▶ YOUR OBJECTIVE
Repeat the records below with "innermost point" swapped for "deepest interior point" everywhere it occurs, changing nothing else, and omit the pictures from your output.

Excerpts from point annotation data:
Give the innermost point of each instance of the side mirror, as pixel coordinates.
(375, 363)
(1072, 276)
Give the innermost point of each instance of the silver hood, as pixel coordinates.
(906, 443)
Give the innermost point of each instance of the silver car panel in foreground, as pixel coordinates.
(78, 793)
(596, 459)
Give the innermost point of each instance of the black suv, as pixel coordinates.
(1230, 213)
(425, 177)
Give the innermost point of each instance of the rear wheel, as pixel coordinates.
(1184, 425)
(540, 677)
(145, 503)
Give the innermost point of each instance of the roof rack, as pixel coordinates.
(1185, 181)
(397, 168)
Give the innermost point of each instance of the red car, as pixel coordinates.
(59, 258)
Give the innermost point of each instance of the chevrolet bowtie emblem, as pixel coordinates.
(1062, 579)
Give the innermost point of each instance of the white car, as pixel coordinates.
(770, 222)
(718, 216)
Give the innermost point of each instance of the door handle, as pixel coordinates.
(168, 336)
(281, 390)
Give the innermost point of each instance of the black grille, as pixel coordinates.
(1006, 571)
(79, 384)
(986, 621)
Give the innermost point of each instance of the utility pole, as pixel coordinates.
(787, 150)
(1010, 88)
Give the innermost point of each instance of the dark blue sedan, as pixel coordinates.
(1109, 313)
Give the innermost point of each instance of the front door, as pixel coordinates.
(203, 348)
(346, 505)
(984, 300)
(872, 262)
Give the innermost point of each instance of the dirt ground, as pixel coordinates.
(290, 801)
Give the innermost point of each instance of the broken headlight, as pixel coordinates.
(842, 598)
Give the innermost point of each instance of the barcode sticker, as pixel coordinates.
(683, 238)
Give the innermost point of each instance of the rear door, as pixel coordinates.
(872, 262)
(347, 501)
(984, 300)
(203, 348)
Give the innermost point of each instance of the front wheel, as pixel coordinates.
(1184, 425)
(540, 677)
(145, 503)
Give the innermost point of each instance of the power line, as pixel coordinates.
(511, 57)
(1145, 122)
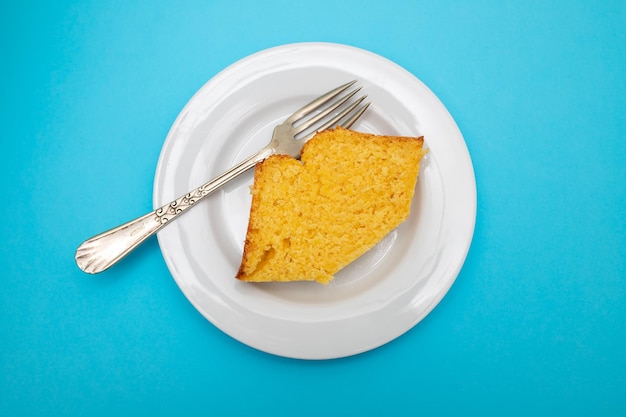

▶ FINAL RESULT
Give the deepest interior point of each instance of the side mirror, as pixel coordinates.
(375, 363)
(1072, 276)
Give the deepest interior point of each instance of the silver hood, as pixel coordinates.
(906, 443)
Give the deepest interior point of each instance of the silver car panel in foreground, as pixel coordinates.
(78, 793)
(596, 459)
Give the deepest interior point of each instance of the black suv, as pixel coordinates.
(1230, 213)
(425, 177)
Give the deepest interior point of each instance of the rear wheel, as pixel coordinates.
(1184, 425)
(540, 677)
(145, 503)
Give the deepest interior point of each instance of the roof rack, as pixel coordinates.
(1185, 181)
(397, 168)
Give the deepest interior point of each instance of the red car, as pixel coordinates.
(59, 258)
Give the deepest interior point of each instance of the chevrolet bowtie emblem, as pixel coordinates.
(1062, 579)
Give the deepest interior point of each instance of the white car, as pixel coordinates.
(770, 222)
(718, 216)
Give the deepest interior point of each instance of the door handle, as pixel coordinates.
(168, 336)
(281, 390)
Give the deepest interior point of each instance of the black grille, as pixel coordinates.
(1006, 571)
(79, 384)
(986, 621)
Give the deepest interior point of each instance of the utility pole, as pixel coordinates.
(787, 150)
(1010, 88)
Give the deepest interior point of each instance of the dark blue sedan, as pixel coordinates.
(1109, 313)
Give the deepest interior point of each instance of the front door, as pixel coordinates.
(203, 348)
(346, 505)
(984, 300)
(872, 262)
Give the deepest interior point of each instance of the dirt ground, as pixel coordinates.
(290, 801)
Give the deepest interior point of each instance of the broken headlight, as pixel coordinates.
(842, 598)
Give the deepest interior point of each instance of the barcode sticker, as pixel coordinates.
(683, 238)
Give the deepest interior point of each instance of the rear door, as pixel coordinates.
(872, 262)
(347, 501)
(984, 300)
(203, 348)
Give the deepest interior point of each instance of the front wheel, as pixel coordinates.
(1184, 425)
(540, 677)
(145, 503)
Give the deepest interior point of each instance of the power line, as pixel coordinates.
(511, 57)
(1145, 122)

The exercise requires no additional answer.